Now, let's implement the complete neural style transfer model based on the StripedHyena architecture.

In [None]:
class ContentEncoder(nn.Module):
    """
    Content encoder based on VGG-like architecture.
    This extracts hierarchical features from the content image.
    """
    def __init__(self):
        super().__init__()

        # Use pretrained VGG16 features
        vgg = models.vgg16(pretrained=True).features

        # Extract specific layers
        self.slice1 = torch.nn.Sequential()
        self.slice2 = torch.nn.Sequential()
        self.slice3 = torch.nn.Sequential()
        self.slice4 = torch.nn.Sequential()

        # Populate slices with VGG layers
        for x in range(4):
            self.slice1.add_module(str(x), vgg[x])
        for x in range(4, 9):
            self.slice2.add_module(str(x), vgg[x])
        for x in range(9, 16):
            self.slice3.add_module(str(x), vgg[x])
        for x in range(16, 23):
            self.slice4.add_module(str(x), vgg[x])

◆ ◆ ◆

**Request 1**
Duplicate the part of the content encoder code starting with "# Extract specific" and going on through "self.slice2.add_module(str(x), vgg[x])".
**Request 2**
Write out the lines of the records starting with the line with "Place one keypoint per instance of the sky" and going on through the end of the records, requests included. Shift every answer coordinate in those lines up by 21.

[Dataset records]
◆ ◆ ◆

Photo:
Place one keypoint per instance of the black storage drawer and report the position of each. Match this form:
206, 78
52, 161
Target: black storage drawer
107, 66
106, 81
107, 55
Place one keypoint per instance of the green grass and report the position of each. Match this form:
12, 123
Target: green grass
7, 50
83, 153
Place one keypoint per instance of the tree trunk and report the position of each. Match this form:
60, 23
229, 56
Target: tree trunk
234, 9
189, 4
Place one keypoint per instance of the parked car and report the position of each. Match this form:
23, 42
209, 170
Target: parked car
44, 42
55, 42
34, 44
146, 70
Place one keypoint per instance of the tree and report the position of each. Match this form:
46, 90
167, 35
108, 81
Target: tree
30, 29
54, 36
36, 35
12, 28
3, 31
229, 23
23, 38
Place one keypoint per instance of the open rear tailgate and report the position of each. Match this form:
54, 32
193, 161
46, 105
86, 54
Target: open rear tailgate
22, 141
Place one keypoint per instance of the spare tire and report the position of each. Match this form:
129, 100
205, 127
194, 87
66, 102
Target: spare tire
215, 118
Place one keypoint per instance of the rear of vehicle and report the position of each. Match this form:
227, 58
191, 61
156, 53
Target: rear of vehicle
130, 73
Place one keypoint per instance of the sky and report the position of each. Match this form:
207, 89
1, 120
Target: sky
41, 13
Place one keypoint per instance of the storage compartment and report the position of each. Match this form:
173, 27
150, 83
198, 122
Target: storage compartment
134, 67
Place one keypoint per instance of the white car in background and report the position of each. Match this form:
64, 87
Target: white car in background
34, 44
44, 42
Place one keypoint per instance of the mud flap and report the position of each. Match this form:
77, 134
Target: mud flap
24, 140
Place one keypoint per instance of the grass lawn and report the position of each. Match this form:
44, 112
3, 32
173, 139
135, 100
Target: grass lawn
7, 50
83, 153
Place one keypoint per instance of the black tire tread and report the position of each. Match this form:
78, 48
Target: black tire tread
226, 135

◆ ◆ ◆

**Final answer 1**
# Extract specific layers
        self.slice1 = torch.nn.Sequential()
        self.slice2 = torch.nn.Sequential()
        self.slice3 = torch.nn.Sequential()
        self.slice4 = torch.nn.Sequential()

        # Populate slices with VGG layers
        for x in range(4):
            self.slice1.add_module(str(x), vgg[x])
        for x in range(4, 9):
            self.slice2.add_module(str(x), vgg[x])

**Final answer 2**
Place one keypoint per instance of the sky and report the position of each. Match this form:
207, 89
1, 120
Target: sky
62, 34
Place one keypoint per instance of the storage compartment and report the position of each. Match this form:
173, 27
150, 83
198, 122
Target: storage compartment
155, 88
Place one keypoint per instance of the white car in background and report the position of each. Match this form:
64, 87
Target: white car in background
55, 65
65, 63
Place one keypoint per instance of the mud flap and report the position of each. Match this form:
77, 134
Target: mud flap
45, 161
Place one keypoint per instance of the grass lawn and report the position of each. Match this form:
44, 112
3, 32
173, 139
135, 100
Target: grass lawn
28, 71
104, 174
Place one keypoint per instance of the black tire tread and report the position of each. Match this form:
78, 48
Target: black tire tread
247, 156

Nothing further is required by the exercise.